# EXPLORE THE MATERIAL
- 1) Answer these questions using the insurance excerpt:
(a) By how much can profitability improve?
(b) What is customer retention largely a function of?
(c) Which benefits does AR/VR confer on its wielders?
- 2) Reproduce part of the insurance excerpt word for word, beginning at the words "Globally, companies are" and stopping after the words "to its wielders.".
- 3) Proceed with the insurance excerpt, picking up right after its last sentence.

# EXCERPT
● ● ● ● ●
AI-powered tools (even with narrow capabilities) can do wonders for the insurance industry at large. When architected in the right manner, they can be used to automate a bulk of the standardized and automated processes that insurance companies have. AI can be used to automate and accelerate claims, assess homeowner policies via drones, and facilitate richer customer experiences through sophisticated chatbots. Such advances have a domino effect of increasing CSAT scores, boosting retention rates, reducing CACs, and ultimately improving profitability by as much as 95%.

Crafting immersive products through AR/VR

Customer retention is largely a function of how good a product is, and how effective it is in solving the customers’ pain points. In the face of increasing commodification, insurance companies that go the extra mile to make the buying process more immersive and engaging can gain a definite edge over competitors.

Globally, companies are flocking to implement AR/VR into their customer engagement strategies as it allows them to better several aspects of the customer journey in one fell swoop. Relationship building, product visualization, and highly personalized products are some of the benefits that AR/VR confers to its wielders.
● ● ● ● ●
# LISTED ENTRIES

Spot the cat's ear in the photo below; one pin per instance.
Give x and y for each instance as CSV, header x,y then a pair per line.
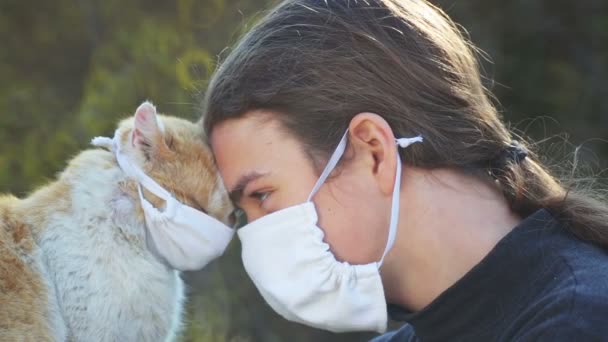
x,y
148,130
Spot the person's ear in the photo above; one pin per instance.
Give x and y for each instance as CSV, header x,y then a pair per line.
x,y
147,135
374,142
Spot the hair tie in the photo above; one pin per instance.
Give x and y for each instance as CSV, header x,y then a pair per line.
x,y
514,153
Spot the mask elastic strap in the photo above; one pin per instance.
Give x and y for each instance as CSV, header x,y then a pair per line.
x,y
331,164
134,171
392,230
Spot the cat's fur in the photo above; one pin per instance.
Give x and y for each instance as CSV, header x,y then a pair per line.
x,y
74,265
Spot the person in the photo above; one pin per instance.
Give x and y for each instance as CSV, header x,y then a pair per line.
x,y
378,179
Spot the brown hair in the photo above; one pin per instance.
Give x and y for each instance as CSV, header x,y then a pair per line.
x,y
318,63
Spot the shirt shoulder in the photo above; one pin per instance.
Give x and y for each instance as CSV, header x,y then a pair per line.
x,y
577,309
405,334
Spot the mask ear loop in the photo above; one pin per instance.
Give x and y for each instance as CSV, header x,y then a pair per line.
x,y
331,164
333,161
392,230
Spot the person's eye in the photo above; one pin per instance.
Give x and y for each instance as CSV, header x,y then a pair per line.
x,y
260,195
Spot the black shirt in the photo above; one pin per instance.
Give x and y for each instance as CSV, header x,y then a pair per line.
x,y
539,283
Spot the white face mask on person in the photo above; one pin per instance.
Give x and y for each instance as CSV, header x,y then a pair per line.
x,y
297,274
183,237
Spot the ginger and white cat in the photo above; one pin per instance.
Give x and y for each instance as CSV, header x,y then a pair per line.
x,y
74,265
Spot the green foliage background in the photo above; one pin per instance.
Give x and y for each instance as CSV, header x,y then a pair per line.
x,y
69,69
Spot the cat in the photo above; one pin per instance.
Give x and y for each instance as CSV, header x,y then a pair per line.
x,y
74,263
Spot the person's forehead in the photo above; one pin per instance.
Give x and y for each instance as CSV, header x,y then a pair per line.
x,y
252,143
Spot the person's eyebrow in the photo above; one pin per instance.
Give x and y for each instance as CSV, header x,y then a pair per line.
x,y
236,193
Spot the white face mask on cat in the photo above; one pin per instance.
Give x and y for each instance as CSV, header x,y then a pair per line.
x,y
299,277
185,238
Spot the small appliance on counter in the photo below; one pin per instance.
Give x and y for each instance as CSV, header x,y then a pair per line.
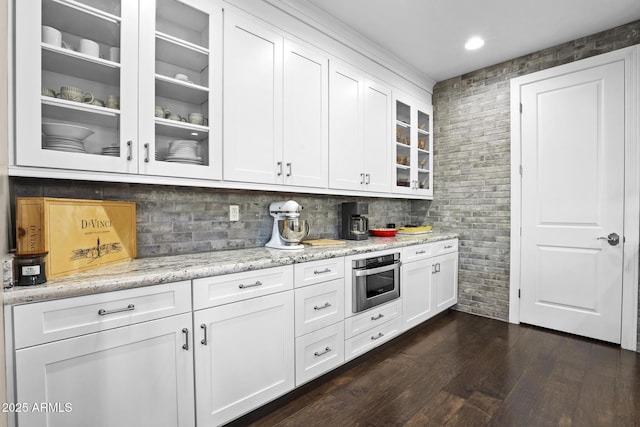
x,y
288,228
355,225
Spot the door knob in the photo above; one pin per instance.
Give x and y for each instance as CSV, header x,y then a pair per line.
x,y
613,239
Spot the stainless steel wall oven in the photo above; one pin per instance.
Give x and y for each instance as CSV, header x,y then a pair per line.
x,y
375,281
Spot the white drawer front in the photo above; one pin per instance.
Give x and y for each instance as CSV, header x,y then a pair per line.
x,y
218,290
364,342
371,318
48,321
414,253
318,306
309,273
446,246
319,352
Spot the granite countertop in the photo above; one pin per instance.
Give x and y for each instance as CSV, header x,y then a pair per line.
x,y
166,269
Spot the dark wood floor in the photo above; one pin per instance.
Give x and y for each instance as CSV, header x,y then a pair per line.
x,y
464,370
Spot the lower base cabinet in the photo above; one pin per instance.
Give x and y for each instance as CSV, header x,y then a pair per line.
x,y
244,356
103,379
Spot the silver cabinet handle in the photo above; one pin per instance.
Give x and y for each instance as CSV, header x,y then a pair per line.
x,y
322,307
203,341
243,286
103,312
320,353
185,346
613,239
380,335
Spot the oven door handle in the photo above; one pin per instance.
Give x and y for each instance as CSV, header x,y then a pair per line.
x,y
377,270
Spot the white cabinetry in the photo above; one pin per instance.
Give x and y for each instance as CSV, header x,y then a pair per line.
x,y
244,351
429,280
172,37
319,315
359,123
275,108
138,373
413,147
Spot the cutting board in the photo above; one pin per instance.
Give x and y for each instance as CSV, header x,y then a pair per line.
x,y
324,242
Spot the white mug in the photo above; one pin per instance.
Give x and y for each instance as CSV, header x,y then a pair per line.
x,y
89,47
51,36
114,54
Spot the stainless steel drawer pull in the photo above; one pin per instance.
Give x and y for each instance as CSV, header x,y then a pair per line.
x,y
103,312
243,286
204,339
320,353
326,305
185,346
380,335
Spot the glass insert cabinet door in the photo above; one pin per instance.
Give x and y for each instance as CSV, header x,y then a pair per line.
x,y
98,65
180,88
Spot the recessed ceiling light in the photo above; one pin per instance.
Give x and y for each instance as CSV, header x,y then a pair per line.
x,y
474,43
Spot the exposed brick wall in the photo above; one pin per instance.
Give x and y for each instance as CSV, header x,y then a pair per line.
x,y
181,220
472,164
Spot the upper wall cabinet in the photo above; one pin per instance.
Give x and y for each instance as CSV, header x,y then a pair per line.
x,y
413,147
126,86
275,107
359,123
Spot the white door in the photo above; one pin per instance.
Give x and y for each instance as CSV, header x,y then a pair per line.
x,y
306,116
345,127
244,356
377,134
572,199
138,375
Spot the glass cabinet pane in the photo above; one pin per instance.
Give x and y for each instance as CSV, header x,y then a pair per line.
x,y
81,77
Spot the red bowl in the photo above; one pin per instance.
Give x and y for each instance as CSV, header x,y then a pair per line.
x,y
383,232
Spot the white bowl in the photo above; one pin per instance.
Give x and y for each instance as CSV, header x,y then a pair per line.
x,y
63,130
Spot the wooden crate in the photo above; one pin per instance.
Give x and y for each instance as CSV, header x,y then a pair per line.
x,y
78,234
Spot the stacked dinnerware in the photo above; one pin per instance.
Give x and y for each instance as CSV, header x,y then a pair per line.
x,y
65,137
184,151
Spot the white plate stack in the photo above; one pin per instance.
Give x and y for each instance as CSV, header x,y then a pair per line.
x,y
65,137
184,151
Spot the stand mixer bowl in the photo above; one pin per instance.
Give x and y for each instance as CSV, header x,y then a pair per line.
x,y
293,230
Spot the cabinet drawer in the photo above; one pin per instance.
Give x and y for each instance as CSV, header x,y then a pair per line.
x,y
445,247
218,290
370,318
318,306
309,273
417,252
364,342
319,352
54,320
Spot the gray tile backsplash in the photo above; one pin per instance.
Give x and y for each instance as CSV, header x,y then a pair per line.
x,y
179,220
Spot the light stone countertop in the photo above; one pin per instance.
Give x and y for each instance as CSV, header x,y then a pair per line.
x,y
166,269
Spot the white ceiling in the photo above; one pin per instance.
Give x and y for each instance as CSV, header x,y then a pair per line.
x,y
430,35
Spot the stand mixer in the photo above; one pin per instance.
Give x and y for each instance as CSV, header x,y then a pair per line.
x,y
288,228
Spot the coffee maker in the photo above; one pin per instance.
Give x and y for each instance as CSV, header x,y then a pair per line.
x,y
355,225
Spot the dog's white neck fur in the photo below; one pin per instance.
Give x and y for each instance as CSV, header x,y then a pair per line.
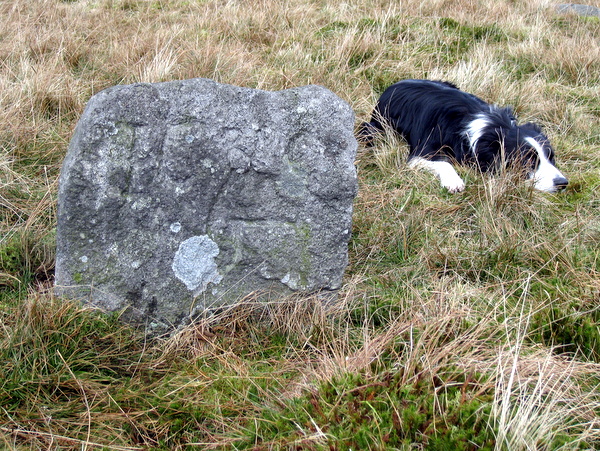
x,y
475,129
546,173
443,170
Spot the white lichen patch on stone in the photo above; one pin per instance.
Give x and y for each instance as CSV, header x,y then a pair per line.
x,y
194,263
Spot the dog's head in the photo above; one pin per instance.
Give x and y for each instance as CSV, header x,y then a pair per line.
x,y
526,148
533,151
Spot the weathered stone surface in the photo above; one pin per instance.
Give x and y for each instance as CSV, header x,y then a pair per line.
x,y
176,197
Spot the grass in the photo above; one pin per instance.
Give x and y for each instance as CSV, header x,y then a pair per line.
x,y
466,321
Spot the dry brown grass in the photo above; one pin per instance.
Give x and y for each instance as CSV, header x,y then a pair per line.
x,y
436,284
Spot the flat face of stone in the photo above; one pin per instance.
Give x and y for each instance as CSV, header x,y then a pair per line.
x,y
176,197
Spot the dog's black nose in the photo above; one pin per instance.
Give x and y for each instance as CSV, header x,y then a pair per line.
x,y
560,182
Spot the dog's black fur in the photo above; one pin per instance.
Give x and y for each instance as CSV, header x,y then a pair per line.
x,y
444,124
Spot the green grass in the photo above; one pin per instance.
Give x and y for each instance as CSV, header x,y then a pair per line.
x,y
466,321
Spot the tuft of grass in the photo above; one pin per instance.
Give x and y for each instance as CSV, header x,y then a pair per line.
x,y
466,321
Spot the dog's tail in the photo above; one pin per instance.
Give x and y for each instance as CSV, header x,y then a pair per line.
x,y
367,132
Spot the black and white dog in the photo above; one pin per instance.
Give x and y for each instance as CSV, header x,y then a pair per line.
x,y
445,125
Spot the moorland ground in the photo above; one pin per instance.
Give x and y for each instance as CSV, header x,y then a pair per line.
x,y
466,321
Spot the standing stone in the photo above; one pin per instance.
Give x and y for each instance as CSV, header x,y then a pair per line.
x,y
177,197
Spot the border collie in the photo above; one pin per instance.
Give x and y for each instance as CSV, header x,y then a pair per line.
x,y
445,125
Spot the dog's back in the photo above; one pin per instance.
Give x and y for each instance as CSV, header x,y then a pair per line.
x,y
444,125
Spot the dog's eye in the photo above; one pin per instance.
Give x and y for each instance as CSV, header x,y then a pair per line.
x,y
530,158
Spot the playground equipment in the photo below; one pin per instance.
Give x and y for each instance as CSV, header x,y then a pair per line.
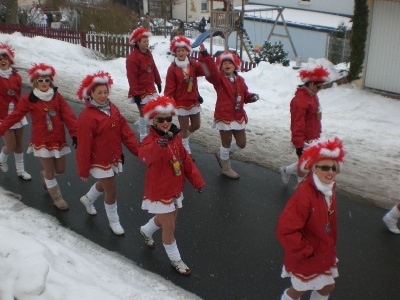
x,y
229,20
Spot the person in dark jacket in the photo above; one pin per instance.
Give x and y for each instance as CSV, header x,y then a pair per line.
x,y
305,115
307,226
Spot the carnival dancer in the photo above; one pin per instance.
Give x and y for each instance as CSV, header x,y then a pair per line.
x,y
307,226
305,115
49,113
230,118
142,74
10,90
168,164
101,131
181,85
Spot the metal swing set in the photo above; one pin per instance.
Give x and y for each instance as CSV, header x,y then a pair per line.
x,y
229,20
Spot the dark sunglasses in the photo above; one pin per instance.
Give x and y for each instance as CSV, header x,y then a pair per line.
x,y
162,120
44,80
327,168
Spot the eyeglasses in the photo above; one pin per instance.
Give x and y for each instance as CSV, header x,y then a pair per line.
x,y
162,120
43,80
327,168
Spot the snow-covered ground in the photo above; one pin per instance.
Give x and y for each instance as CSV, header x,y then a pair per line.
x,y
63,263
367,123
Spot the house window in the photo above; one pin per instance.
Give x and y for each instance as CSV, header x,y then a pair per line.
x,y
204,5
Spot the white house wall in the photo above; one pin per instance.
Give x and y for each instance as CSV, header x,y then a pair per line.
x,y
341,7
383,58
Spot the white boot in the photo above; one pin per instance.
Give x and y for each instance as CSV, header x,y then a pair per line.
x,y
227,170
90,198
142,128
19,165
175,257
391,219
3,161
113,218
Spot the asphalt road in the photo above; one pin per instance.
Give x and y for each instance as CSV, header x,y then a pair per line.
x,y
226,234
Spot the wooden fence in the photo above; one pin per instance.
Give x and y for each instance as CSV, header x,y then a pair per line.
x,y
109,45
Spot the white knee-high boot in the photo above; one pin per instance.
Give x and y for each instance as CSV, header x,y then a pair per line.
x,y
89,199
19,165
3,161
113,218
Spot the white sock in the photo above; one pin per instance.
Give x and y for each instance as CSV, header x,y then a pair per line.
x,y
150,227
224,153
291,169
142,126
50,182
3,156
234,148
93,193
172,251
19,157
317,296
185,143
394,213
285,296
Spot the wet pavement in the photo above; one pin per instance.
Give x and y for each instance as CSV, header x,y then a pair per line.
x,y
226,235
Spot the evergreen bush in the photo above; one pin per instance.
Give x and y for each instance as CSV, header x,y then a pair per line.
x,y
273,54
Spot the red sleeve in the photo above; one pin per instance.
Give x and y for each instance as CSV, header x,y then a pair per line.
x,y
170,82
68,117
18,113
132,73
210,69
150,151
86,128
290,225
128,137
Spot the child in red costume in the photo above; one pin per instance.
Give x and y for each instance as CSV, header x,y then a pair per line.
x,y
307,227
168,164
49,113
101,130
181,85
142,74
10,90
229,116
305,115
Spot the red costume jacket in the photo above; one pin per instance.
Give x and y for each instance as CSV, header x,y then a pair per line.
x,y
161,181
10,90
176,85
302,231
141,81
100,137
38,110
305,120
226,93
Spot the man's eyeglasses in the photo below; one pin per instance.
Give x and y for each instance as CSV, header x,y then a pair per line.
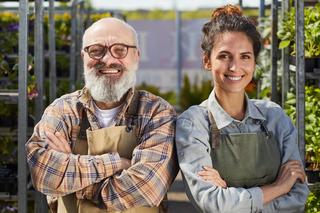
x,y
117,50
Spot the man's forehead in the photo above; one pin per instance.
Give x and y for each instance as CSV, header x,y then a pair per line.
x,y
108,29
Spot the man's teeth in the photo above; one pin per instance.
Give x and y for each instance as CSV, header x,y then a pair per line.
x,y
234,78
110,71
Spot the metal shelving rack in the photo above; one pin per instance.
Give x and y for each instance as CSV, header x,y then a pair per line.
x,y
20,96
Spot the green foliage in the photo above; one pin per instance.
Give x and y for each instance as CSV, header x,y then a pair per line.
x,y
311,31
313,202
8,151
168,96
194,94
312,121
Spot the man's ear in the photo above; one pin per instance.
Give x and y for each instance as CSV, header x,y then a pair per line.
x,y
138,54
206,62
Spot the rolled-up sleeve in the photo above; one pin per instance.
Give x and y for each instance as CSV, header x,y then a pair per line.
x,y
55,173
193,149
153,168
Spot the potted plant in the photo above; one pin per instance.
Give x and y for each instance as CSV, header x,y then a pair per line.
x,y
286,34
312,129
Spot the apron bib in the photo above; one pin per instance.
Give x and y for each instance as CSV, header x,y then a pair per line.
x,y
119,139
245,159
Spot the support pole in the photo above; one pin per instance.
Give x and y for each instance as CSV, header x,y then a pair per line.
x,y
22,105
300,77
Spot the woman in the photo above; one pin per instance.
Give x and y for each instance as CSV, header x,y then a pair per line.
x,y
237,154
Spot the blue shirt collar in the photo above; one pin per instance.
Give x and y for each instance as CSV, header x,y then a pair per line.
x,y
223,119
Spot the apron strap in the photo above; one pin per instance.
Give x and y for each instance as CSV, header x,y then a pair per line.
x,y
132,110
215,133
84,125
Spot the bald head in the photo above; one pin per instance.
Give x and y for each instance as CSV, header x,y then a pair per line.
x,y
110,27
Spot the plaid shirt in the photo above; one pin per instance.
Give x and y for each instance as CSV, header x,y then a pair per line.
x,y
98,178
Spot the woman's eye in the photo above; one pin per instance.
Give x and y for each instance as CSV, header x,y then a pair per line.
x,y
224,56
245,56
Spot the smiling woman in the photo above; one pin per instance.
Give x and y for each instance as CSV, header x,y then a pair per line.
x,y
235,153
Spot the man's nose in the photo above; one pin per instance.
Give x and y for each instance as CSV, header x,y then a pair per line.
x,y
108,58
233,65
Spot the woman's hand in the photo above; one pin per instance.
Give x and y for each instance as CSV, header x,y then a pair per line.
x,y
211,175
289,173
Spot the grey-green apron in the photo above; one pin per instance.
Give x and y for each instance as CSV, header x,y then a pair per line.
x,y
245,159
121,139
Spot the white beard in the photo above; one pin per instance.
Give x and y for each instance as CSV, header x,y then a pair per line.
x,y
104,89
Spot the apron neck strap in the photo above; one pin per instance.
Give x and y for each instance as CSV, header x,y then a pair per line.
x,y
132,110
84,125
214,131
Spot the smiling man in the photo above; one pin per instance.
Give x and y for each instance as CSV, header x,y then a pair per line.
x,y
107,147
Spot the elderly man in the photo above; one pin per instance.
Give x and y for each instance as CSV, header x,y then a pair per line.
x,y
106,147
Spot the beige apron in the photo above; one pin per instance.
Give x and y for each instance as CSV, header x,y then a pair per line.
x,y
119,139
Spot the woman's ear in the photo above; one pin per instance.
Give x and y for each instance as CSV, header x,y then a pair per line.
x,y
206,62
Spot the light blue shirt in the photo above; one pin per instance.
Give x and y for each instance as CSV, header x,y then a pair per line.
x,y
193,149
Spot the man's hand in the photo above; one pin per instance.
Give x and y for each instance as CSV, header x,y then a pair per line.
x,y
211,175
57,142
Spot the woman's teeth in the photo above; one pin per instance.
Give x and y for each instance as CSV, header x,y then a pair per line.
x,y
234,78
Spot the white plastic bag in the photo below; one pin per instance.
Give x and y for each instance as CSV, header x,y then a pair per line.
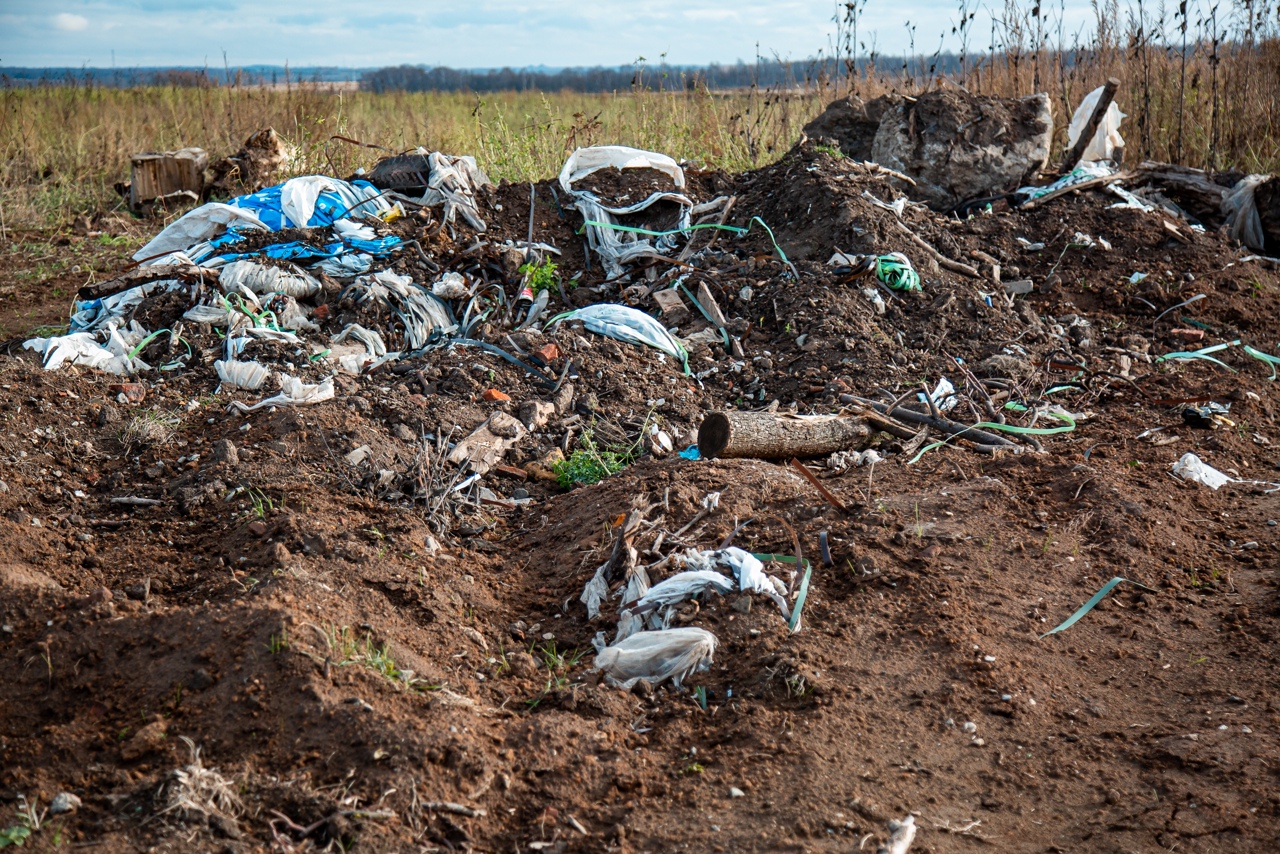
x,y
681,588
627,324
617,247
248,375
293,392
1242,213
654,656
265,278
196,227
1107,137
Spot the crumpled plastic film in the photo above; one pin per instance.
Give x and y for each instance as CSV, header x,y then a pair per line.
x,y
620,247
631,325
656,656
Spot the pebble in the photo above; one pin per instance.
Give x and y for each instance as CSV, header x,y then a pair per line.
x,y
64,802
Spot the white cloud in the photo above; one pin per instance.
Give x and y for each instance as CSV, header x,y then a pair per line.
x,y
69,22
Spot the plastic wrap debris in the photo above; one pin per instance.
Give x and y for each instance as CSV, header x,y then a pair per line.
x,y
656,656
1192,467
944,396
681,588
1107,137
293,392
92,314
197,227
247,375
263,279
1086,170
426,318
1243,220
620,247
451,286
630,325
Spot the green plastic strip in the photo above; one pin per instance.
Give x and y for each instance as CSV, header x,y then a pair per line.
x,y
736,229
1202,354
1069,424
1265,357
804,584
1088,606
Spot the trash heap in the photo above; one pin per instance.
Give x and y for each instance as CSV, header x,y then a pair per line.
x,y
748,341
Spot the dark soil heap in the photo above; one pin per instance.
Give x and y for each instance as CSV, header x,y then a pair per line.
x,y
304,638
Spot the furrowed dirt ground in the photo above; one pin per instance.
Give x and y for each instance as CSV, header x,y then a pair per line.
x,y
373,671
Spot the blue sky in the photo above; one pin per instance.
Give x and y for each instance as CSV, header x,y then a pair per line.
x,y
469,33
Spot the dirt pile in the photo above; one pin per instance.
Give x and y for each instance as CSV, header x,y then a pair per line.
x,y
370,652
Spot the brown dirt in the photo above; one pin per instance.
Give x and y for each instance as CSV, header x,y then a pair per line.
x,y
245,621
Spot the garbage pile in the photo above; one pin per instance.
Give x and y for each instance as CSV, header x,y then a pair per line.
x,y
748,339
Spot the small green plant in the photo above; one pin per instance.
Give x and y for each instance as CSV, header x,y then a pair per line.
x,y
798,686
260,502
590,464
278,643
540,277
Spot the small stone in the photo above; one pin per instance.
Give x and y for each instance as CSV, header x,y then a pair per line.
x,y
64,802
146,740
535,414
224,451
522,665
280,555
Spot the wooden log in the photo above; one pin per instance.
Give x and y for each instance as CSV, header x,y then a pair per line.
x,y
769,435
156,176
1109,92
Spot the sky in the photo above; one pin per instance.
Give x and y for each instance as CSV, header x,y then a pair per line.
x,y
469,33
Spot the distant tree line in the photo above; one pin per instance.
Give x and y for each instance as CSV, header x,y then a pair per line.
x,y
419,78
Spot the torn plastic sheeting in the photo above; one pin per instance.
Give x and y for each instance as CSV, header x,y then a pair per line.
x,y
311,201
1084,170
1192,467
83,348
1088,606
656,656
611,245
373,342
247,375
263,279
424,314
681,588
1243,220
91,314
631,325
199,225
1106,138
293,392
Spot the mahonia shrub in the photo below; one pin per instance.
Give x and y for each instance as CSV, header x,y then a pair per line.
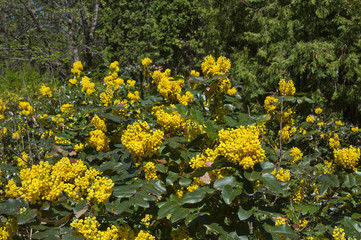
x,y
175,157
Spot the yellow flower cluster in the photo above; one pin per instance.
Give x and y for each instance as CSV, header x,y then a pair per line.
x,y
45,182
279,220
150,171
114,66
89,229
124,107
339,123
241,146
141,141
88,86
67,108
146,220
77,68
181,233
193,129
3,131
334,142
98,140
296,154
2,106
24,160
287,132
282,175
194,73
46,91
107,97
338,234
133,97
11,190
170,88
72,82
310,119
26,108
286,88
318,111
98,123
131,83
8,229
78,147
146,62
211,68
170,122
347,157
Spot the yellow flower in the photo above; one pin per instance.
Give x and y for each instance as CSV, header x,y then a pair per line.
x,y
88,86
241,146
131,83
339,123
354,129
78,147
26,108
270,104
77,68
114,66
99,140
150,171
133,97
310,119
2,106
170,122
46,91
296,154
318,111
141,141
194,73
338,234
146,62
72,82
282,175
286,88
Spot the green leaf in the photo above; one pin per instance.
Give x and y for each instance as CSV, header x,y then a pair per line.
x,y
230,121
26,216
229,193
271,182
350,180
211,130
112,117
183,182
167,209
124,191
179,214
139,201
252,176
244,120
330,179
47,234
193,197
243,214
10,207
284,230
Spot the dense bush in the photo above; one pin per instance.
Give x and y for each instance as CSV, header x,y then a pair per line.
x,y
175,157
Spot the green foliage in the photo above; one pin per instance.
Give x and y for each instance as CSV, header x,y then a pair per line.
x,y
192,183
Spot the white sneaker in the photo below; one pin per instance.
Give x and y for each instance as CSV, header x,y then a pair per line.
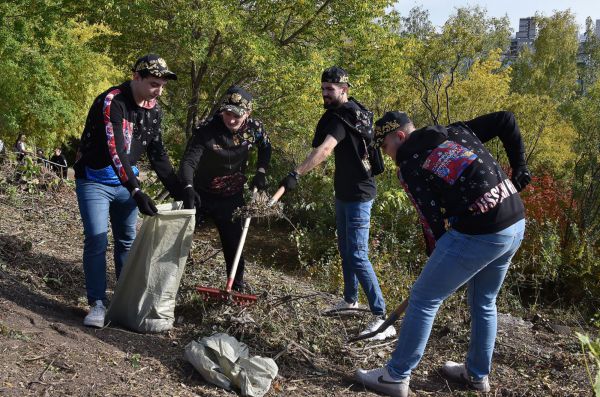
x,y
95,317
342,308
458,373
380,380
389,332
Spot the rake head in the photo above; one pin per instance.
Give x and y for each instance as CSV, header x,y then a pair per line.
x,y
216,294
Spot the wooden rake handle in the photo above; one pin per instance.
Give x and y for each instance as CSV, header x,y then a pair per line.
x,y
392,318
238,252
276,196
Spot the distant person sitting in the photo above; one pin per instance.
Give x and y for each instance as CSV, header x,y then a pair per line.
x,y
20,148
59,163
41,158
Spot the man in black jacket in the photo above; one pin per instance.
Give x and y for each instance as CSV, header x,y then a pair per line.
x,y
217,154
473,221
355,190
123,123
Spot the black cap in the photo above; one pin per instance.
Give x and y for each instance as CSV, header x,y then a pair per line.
● ● ● ● ●
# ANSWER LIST
- 1)
(a) By as much as 95%.
(b) How good a product is, and how effective it is in solving the customers' pain points.
(c) Relationship building, product visualization, and highly personalized products.

- 2)
Globally, companies are flocking to implement AR/VR into their customer engagement strategies as it allows them to better several aspects of the customer journey in one fell swoop. Relationship building, product visualization, and highly personalized products are some of the benefits that AR/VR confers to its wielders.

- 3)
By honoring the customer sentiments of today and applying a slick AR/VR-powered veneer over its existing product layer, insurance companies can cater to a younger audience (Gen Z) by educating them about insurance products and tailoring digital delivery experiences. This could pay off in the long run by building a large customer base that could be retained and served for a much longer period.

The way forward

The Insurance industry is undergoing a shift of tectonic proportions as an older generation makes way for a new and younger one that has little to no perceptions about the industry. By investing in next-generation technologies such as AR/VR, firms can build new products to capture this new market and catapult themselves to leadership positions simply by way of keeping up with the times.

We have already seen how AR is a potential game-changer for the insurance industry. It is only a matter of time before it becomes commonplace.